Please rewrite the listing from the line with "Tag one point on each instance of the building" through the end of the listing, putting "whole-number pixels" in place of "integer pixels" and changing nothing else. Leave the pictures out of your answer.

*** Source data

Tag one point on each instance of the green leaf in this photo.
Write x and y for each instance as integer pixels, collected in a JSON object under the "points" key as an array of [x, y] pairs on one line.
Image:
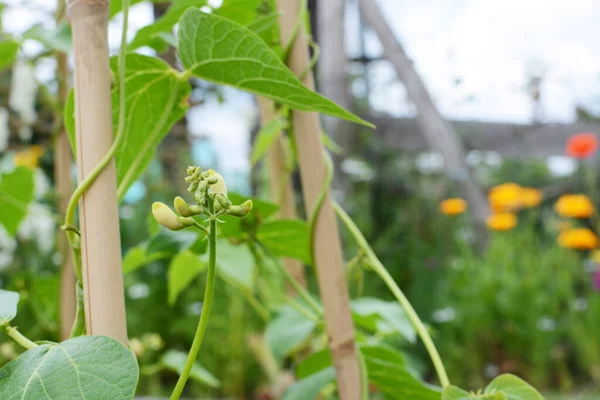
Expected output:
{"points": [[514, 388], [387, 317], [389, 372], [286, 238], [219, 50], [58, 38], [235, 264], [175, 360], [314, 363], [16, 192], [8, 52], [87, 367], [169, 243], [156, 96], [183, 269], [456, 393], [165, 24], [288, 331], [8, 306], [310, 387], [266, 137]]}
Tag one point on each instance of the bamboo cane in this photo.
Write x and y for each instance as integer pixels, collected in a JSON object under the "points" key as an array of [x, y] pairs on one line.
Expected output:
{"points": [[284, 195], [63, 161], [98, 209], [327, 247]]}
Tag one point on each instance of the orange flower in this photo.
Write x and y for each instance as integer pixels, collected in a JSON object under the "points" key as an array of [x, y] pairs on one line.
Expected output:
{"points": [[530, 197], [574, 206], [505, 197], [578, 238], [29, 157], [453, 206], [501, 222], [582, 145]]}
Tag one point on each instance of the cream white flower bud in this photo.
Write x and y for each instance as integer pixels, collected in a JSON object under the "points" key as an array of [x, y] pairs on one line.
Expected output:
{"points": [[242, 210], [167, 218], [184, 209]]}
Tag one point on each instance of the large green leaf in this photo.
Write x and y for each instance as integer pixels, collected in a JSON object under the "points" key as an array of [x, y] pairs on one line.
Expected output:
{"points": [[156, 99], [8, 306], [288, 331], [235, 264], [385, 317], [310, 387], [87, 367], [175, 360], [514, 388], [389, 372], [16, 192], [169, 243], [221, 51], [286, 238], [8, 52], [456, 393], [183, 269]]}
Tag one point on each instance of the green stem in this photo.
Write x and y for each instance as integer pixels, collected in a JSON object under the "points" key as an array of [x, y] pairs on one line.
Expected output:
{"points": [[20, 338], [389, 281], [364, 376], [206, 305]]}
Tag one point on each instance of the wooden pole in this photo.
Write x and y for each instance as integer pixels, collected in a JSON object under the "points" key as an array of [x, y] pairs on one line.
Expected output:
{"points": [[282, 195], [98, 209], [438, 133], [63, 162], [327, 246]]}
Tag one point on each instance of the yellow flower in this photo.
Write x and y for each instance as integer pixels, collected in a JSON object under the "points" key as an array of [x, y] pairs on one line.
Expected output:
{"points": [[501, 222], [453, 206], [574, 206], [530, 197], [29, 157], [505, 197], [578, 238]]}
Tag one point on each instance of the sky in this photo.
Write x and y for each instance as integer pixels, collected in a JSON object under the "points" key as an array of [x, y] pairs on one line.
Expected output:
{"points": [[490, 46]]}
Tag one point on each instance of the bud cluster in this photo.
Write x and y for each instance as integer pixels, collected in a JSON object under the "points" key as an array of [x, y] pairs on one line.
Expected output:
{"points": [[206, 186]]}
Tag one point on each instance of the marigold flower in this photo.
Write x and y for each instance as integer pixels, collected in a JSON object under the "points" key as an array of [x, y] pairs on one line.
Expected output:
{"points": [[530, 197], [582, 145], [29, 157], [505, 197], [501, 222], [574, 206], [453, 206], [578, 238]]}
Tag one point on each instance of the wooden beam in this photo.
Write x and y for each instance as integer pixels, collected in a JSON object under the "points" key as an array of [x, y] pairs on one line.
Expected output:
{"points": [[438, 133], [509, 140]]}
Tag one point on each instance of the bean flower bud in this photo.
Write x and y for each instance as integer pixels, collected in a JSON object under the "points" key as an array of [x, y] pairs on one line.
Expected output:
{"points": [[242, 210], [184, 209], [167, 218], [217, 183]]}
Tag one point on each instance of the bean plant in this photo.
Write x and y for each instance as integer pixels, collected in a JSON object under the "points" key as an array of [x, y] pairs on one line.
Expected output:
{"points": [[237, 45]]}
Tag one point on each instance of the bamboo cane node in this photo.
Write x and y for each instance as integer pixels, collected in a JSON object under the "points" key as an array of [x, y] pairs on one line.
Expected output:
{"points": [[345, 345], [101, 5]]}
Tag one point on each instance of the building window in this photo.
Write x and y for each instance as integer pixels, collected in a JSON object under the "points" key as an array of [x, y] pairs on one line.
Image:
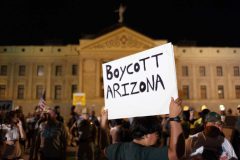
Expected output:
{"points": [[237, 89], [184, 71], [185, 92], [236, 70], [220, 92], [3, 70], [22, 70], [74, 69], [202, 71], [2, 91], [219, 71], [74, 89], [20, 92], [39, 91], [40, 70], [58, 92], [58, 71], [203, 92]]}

******

> [Task response]:
Tag one point on each instance of the building window in this photo.
Write x and y for each instance as whole-number pixels, collected in a JSON object under the "points" key as an array of [x, y] pairs on one line.
Image:
Expected output:
{"points": [[237, 89], [184, 71], [185, 92], [236, 70], [220, 92], [3, 70], [22, 70], [74, 69], [202, 71], [2, 91], [219, 71], [74, 89], [20, 92], [39, 91], [40, 70], [58, 92], [58, 71], [203, 92]]}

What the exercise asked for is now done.